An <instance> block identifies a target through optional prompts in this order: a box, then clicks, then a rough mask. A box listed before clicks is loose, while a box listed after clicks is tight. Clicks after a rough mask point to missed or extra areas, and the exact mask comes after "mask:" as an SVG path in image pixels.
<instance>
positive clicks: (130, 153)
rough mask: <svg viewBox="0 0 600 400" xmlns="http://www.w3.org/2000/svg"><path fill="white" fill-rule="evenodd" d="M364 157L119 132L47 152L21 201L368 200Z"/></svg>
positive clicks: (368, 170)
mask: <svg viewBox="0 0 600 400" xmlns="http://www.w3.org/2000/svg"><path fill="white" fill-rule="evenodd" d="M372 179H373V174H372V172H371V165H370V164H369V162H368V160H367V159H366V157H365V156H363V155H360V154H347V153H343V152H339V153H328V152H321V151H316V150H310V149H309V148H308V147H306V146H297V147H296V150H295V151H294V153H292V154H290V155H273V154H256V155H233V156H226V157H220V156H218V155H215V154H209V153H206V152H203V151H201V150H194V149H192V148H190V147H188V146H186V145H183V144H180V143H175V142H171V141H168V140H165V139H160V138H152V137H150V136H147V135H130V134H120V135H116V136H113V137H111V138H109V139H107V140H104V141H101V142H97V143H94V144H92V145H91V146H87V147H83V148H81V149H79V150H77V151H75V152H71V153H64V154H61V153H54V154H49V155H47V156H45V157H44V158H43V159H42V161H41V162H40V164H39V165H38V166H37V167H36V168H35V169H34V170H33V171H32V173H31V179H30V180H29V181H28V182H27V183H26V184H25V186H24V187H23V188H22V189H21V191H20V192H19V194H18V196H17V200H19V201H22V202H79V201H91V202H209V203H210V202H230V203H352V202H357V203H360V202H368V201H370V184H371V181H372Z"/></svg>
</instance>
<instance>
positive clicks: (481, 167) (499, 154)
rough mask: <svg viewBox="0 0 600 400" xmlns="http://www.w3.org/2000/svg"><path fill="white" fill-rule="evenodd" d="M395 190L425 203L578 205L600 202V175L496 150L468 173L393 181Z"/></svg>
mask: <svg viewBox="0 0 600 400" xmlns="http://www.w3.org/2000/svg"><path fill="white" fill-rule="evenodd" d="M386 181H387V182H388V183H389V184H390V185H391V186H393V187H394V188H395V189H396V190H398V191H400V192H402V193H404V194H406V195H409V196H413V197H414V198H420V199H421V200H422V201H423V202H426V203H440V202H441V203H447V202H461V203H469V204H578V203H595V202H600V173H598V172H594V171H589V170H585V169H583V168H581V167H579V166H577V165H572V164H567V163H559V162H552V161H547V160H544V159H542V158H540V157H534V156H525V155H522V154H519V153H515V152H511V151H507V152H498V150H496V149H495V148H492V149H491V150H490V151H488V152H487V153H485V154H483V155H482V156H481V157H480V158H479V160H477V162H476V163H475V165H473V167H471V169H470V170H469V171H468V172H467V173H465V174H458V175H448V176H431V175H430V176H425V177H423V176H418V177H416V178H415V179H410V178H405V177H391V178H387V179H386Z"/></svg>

══════════════════════════════

TO DO
Show a copy of each line from the records above in which the string "instance" occurs.

TASK ANSWER
An <instance> block identifies a target through optional prompts in this order: a box, then clicks, then a rough mask. A box listed before clicks is loose, while a box listed after clicks is tight. Clicks after a rough mask point to missed or extra areas, and the exact mask comes after "mask:" as an SVG path in image pixels.
<instance>
</instance>
<instance>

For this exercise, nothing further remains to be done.